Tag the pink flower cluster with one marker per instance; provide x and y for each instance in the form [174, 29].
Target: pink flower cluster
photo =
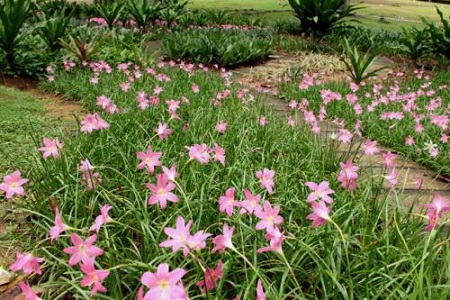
[202, 153]
[93, 122]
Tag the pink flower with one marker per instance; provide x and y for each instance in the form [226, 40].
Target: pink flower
[195, 88]
[435, 211]
[347, 176]
[198, 240]
[266, 178]
[164, 285]
[320, 214]
[162, 131]
[101, 219]
[180, 236]
[171, 173]
[210, 278]
[276, 237]
[221, 126]
[409, 141]
[50, 148]
[12, 185]
[93, 122]
[259, 291]
[218, 154]
[149, 160]
[106, 104]
[269, 216]
[250, 203]
[59, 227]
[319, 191]
[157, 90]
[28, 292]
[263, 121]
[82, 250]
[199, 153]
[227, 202]
[224, 240]
[125, 86]
[93, 277]
[161, 192]
[388, 159]
[369, 147]
[345, 136]
[172, 105]
[142, 100]
[27, 263]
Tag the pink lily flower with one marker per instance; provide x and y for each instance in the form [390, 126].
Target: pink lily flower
[12, 185]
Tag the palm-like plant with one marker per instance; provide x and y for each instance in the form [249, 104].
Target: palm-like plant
[53, 28]
[415, 43]
[83, 46]
[144, 12]
[13, 14]
[111, 12]
[439, 35]
[357, 66]
[317, 17]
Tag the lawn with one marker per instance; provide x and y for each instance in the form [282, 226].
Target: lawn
[397, 13]
[177, 182]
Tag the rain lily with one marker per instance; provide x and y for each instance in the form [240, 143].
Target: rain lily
[101, 219]
[224, 240]
[435, 211]
[28, 292]
[162, 191]
[81, 250]
[266, 179]
[12, 185]
[227, 202]
[93, 277]
[164, 285]
[27, 263]
[319, 191]
[50, 148]
[59, 227]
[149, 160]
[320, 214]
[268, 216]
[210, 278]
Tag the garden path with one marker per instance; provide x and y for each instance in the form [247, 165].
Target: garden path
[263, 79]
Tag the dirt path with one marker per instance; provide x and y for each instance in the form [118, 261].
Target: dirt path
[56, 112]
[263, 79]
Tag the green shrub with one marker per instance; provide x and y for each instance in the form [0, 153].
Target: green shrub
[218, 46]
[377, 41]
[415, 43]
[318, 17]
[357, 66]
[13, 14]
[440, 35]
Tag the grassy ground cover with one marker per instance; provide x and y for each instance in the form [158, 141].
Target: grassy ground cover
[408, 114]
[257, 170]
[21, 117]
[397, 13]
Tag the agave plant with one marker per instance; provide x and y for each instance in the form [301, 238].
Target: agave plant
[144, 12]
[13, 14]
[357, 66]
[318, 17]
[173, 12]
[83, 46]
[110, 11]
[52, 29]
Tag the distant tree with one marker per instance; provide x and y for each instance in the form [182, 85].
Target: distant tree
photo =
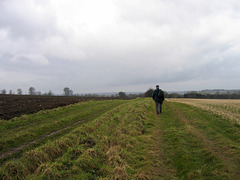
[67, 91]
[122, 94]
[19, 91]
[31, 91]
[148, 93]
[3, 91]
[10, 92]
[50, 93]
[38, 93]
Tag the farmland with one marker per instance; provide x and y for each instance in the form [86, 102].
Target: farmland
[17, 105]
[124, 139]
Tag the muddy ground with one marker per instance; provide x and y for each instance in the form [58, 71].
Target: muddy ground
[16, 105]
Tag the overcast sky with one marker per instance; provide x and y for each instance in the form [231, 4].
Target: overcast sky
[119, 45]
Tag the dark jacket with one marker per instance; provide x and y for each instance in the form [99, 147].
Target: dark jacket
[157, 98]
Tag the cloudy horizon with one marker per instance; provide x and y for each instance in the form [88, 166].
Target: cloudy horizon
[95, 46]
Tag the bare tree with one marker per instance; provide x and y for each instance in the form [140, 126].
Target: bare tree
[3, 91]
[31, 91]
[67, 91]
[19, 91]
[50, 93]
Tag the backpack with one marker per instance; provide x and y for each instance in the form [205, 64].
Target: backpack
[160, 94]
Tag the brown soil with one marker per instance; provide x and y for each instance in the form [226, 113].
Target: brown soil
[17, 105]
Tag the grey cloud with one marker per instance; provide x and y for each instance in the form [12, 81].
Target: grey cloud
[173, 43]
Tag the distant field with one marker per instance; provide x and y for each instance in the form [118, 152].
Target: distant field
[17, 105]
[124, 139]
[229, 109]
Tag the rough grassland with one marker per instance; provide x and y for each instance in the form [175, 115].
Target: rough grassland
[131, 141]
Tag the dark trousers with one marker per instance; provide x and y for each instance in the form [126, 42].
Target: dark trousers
[160, 107]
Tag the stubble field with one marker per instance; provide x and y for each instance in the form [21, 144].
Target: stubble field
[124, 139]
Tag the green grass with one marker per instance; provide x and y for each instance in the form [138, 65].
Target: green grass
[130, 141]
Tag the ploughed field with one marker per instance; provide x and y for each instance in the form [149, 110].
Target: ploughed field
[124, 139]
[17, 105]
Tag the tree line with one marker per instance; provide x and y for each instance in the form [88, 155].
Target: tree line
[199, 95]
[67, 92]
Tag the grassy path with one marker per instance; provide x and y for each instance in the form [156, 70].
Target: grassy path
[194, 144]
[18, 133]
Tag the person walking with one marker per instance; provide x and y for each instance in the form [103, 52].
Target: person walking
[158, 97]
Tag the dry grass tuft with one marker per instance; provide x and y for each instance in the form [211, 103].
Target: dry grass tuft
[121, 173]
[35, 158]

····················

▸ What this task involves
Rewrite the full listing above, replacing "marker" with "point" wherever it appears and keeping everything else as it is. Leave out the pictures.

▸ Exercise answer
Tag the pink flower cluster with one point per instance; provide x and y for each instance in the form [174, 29].
Target: pink flower cluster
photo =
[202, 153]
[93, 122]
Tag the pink flower with one point per instance; provide x and y for each instance in the form [226, 40].
Target: pink flower
[195, 88]
[435, 211]
[347, 176]
[198, 240]
[266, 178]
[164, 285]
[320, 214]
[162, 131]
[101, 219]
[180, 236]
[171, 173]
[210, 278]
[276, 237]
[221, 126]
[409, 141]
[50, 148]
[12, 185]
[93, 122]
[259, 291]
[218, 154]
[149, 160]
[106, 104]
[269, 216]
[250, 203]
[59, 227]
[319, 191]
[157, 90]
[28, 292]
[263, 121]
[82, 250]
[199, 153]
[227, 202]
[224, 240]
[125, 86]
[93, 277]
[161, 192]
[388, 159]
[369, 147]
[345, 136]
[172, 105]
[142, 100]
[27, 263]
Tag the pink lily flower with one point per instance; provide x and y for each instance in the form [390, 126].
Target: pink lily flower
[12, 185]
Tag the palm-like plant with one point per instance; provide x and y for each instance in the form [249, 104].
Target: palm-like plant
[53, 28]
[415, 43]
[83, 46]
[144, 12]
[13, 14]
[111, 12]
[439, 35]
[357, 66]
[317, 17]
Tag the lawn with one point per instance; provide x and y for each instance in the form [282, 226].
Target: lawn
[397, 13]
[177, 182]
Tag the rain lily with one point per instance; provide x and y for each instance in the form [240, 143].
Target: rain lily
[101, 219]
[224, 240]
[435, 211]
[28, 292]
[162, 191]
[81, 250]
[266, 179]
[12, 185]
[227, 202]
[93, 277]
[164, 285]
[27, 263]
[319, 191]
[50, 148]
[59, 227]
[149, 160]
[320, 214]
[268, 216]
[210, 278]
Tag the garden path with one point per instance; provide x and y for each instance in the form [247, 165].
Target: garden path
[263, 79]
Tag the dirt path with one point per instance; provide x and y for each instance in the form [118, 261].
Target: dirt path
[56, 112]
[263, 79]
Tag the green shrub with one point per instance; provide x and y for each instance in the form [0, 153].
Target: green shrub
[218, 46]
[377, 41]
[415, 43]
[318, 17]
[357, 66]
[13, 14]
[440, 35]
Tag the grassy ground cover with one point per instance; provide x and y for each instance in the form [158, 141].
Target: grassy ground cover
[408, 114]
[257, 170]
[21, 117]
[397, 13]
Tag the agave plant with one point per instance; provide x and y for each instance in the form [301, 238].
Target: agave plant
[144, 12]
[13, 14]
[357, 66]
[318, 17]
[173, 12]
[83, 46]
[110, 11]
[52, 29]
Tag the distant tree with one point per instance; provide x and y for each instance in the form [182, 85].
Target: distant tree
photo =
[67, 91]
[122, 94]
[19, 91]
[31, 91]
[148, 93]
[3, 91]
[10, 92]
[50, 93]
[38, 93]
Tag the farmland with one point per instance; provide x and y for each instance in the form [86, 102].
Target: farmland
[17, 105]
[124, 139]
Tag the muddy ground with one point per instance; provide x and y for each instance in the form [58, 71].
Target: muddy ground
[16, 105]
Tag the overcast sky with one point per instance; provide x and y for each instance in the form [231, 4].
Target: overcast sky
[119, 45]
Tag the dark jacket with one point per instance; provide x and y for each instance in the form [99, 147].
Target: dark jacket
[157, 98]
Tag the cloudy horizon with one point per instance; provide x and y for each instance in the form [88, 166].
Target: cloudy horizon
[95, 46]
Tag the bare tree with one point per instance; provide x and y for each instance in the form [140, 126].
Target: bare tree
[3, 91]
[31, 91]
[67, 91]
[19, 91]
[50, 93]
Tag the backpack with one point per instance; provide x and y for each instance in the form [205, 64].
Target: backpack
[160, 94]
Tag the brown soil with one point per instance; provide x and y for each instance in the form [226, 113].
Target: brown soil
[17, 105]
Tag the grey cloud with one point per instance; provide x and y for each instance in the form [12, 81].
Target: grey cloud
[173, 43]
Tag the distant field with one point per instance; provide x and y for each instance in the form [118, 152].
Target: distant field
[17, 105]
[124, 139]
[229, 109]
Tag the rough grassland with one point per instance; provide x and y for each instance in the form [175, 115].
Target: rough grassland
[131, 141]
Tag the dark trousers with one point per instance; provide x and y for each instance in the form [126, 42].
Target: dark trousers
[160, 107]
Tag the stubble field with one point per instance; provide x and y for each instance in the form [21, 144].
Target: stubble field
[124, 139]
Tag the green grass with one point per instance; provide x and y for each instance in the form [138, 65].
Target: green grass
[130, 141]
Tag the ploughed field with one point per instance; provide x and y for each instance in the form [149, 110].
Target: ploughed field
[124, 139]
[17, 105]
Tag the tree line with one point per instance; provide x and y for each instance in the form [88, 155].
Target: tree line
[199, 95]
[67, 92]
Tag the grassy path with one point per instance; provide x and y for each instance in the form [156, 70].
Target: grassy path
[194, 144]
[18, 133]
Tag the person walking with one point per instance; provide x and y for each instance in the form [103, 52].
Target: person walking
[158, 97]
Tag the dry grass tuft with one point per instance; provide x and y for each instance in the form [211, 103].
Target: dry grass tuft
[121, 173]
[35, 158]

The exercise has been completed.